[Excerpt to read — start]

What a dvobject keeps together
analysis-ready object03From parser to integration engine
The current package uses DrugBank as the mechanistic hub. OnSIDES contributes adverse drug events extracted from FDA labels, while TWOSIDES contributes adverse events associated with drug combinations. The hub-and-spoke decision reduces the number of identifier mappings that must be maintained and makes the integration path explicit.
That design is a trade-off: multi-database workflows depend on DrugBank identifiers and mappings. But it is a visible, testable trade-off rather than an implicit assumption buried inside a one-off notebook.
04The software engineering around the parser
A useful research package needs more than working parsing functions. It needs a stable public interface, tests, documentation, metadata, examples, versioned releases and a process for reviewing changes. dbparser is distributed through CRAN, documented through rOpenSci, released under the MIT licence and maintained in a public repository.
The package was peer-reviewed through rOpenSci and its software paper was published in the Journal of Open Source Software in February 2026. That review record matters because it makes quality claims inspectable: users can see the repository, review thread, archived release, documentation and issue tracker.

[Excerpt to read — finish]

Exercise requirements
(a) In the dbparser excerpt, why does the package use a hub-and-spoke design with DrugBank at the center? Answer in one to three sentences.
(b) Continue the dbparser excerpt from its last sentence.

[Dataset — start]

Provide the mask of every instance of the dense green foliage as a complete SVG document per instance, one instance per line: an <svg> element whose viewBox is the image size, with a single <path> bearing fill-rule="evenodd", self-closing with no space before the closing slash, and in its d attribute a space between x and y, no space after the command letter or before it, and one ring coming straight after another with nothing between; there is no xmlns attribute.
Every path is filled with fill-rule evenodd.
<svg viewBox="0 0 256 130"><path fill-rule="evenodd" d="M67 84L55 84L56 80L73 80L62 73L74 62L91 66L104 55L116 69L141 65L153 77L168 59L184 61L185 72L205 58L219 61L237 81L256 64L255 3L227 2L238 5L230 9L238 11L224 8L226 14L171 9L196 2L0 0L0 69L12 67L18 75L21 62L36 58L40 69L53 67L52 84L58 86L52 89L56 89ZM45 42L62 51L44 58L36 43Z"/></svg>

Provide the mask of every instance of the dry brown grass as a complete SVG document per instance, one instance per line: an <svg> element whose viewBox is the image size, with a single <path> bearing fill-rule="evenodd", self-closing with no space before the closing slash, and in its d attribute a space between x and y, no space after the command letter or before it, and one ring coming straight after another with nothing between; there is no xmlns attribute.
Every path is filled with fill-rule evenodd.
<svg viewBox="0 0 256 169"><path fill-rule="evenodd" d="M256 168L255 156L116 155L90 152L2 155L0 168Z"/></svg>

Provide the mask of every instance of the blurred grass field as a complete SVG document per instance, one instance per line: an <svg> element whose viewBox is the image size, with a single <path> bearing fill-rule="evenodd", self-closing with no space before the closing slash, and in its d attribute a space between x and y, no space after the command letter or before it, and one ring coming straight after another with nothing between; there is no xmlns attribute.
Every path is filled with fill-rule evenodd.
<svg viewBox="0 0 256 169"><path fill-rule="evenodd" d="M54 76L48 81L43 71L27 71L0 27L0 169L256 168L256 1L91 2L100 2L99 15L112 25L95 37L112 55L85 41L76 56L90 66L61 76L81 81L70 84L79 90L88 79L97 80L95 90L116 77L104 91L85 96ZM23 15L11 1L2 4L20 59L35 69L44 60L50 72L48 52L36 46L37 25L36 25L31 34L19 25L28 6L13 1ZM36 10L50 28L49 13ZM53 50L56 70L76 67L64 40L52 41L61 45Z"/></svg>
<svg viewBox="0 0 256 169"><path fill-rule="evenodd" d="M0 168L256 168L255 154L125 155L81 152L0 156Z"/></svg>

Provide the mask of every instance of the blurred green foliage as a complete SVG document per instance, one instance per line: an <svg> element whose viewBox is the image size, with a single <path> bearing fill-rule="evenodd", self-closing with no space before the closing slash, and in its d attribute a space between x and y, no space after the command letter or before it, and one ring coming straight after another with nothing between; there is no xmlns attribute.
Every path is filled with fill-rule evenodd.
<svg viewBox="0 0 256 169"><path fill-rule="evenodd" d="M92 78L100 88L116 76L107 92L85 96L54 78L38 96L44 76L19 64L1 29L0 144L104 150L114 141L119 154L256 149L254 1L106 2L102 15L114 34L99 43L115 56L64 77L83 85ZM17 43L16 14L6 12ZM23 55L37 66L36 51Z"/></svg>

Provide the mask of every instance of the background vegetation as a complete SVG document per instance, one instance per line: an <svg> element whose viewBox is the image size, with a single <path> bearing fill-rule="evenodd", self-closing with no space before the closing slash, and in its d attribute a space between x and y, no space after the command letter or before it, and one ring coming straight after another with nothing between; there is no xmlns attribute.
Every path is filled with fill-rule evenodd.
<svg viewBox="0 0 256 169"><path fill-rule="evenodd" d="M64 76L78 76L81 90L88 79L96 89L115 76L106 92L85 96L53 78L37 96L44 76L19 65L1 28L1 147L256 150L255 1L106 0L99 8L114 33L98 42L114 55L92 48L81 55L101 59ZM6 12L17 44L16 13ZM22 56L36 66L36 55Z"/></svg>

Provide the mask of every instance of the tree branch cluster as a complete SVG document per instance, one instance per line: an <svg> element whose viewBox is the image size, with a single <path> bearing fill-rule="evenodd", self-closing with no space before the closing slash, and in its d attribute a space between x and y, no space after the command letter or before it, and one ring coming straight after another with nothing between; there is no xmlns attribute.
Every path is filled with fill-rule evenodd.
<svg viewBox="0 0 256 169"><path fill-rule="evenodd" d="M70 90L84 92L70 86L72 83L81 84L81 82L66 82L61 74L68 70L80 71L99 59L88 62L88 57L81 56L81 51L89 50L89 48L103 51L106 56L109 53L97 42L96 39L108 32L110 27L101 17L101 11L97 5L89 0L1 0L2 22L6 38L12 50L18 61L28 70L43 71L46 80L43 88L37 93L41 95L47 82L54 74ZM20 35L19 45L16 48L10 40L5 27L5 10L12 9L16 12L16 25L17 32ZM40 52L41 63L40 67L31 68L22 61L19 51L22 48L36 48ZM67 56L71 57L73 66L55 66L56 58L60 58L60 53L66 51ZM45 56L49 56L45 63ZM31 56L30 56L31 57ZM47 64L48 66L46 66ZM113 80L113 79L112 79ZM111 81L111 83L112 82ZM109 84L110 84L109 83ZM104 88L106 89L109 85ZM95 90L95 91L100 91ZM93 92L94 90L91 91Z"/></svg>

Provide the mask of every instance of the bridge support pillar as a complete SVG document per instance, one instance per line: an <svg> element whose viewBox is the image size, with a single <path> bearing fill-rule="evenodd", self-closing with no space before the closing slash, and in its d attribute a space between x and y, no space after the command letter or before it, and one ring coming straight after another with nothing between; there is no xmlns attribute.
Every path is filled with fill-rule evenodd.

[Dataset — finish]

Responses by task
(a) This design reduces the number of identifier mappings that must be maintained and makes the integration path explicit. It makes multi-database workflows depend on DrugBank identifiers and mappings, but this trade-off is visible and testable rather than an implicit assumption buried in a one-off notebook.

(b)
CRAN archives make package evolution and the exact release used in an analysis visible.
rOpenSci review and the JOSS record expose documentation, testing and software-design decisions.
Metadata keeps source versions and parse details alongside the analysis-ready object.
05A compact, reproducible workflow
The code below shows the architectural idea without hiding it behind a graphical interface. Each source is parsed independently. The resulting objects are then merged through explicit, chainable operations. The code is deliberately unchanged from the package documentation.
library(dbparser)
library(dplyr)
drugbank_db <- parseDrugBank("data/drugbank.xml")
onsides_db <- parseOnSIDES("data/onsides/")
twosides_db <- parseTWOSIDES("data/TWOSIDES.csv.gz")
final_db <- drugbank_db %>%
merge_drugbank_onsides(onsides_db) %>%
merge_drugbank_twosides(twosides_db)
head(final_db$integrated_data$drug_drug_interactions)06From student project to research infrastructure
CRAN records the first dbparser release in December 2018. The public archive then shows a sequence of maintained releases rather than a one-off upload. By version 2.2.1, published in January 2026, the package had moved beyond DrugBank-only parsing to support integrated pharmacovigilance workflows across three sources.
The project documentation identifies use in more than ten peer-reviewed publications spanning drug repurposing, biomarkers, pathway modelling and clinical-trial analysis. The stronger story is therefore not that a student wrote a parser. It is that the work survived contact with other researchers, changing source databases, package review and long-term maintenance.
07The alumnus behind the open-source project
Mohammed Ali is a DSTI alumnus, author and maintainer of dbparser. Ali Ezzat is co-author of the package and the JOSS paper. Their public record lets readers inspect the software at several levels: the stable CRAN release, the full reference manual, the rOpenSci documentation, the source repository, the software-review discussion and the archived JOSS publication.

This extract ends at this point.